* **Task objective**
Below are the records; count the lines in which "green" occurs and report only that number.

[Stored data entries]
>>>>

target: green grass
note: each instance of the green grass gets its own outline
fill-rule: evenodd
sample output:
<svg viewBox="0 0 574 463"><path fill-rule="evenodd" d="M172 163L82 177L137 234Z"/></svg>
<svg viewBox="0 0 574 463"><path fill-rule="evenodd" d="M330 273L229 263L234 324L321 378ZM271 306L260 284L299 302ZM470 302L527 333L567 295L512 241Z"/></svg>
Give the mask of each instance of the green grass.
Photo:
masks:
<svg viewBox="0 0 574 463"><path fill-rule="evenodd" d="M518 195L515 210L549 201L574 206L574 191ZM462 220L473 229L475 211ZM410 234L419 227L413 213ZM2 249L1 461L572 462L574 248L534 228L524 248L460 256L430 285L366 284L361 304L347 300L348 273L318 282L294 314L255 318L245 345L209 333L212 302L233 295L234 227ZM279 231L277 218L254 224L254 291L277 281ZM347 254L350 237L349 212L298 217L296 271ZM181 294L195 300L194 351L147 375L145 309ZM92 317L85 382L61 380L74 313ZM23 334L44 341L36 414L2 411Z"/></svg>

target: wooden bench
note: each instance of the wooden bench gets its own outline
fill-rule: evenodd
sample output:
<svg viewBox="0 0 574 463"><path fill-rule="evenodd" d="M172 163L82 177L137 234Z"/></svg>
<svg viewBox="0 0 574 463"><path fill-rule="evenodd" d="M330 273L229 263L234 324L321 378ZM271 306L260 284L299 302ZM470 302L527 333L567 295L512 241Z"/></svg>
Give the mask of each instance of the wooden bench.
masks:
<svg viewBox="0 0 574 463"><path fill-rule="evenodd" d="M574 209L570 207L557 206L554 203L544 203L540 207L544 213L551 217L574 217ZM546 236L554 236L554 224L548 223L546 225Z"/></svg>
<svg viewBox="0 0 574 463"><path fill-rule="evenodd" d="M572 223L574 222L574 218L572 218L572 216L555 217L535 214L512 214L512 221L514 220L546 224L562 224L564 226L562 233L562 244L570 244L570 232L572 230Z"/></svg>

<<<<

* **Output for this task**
3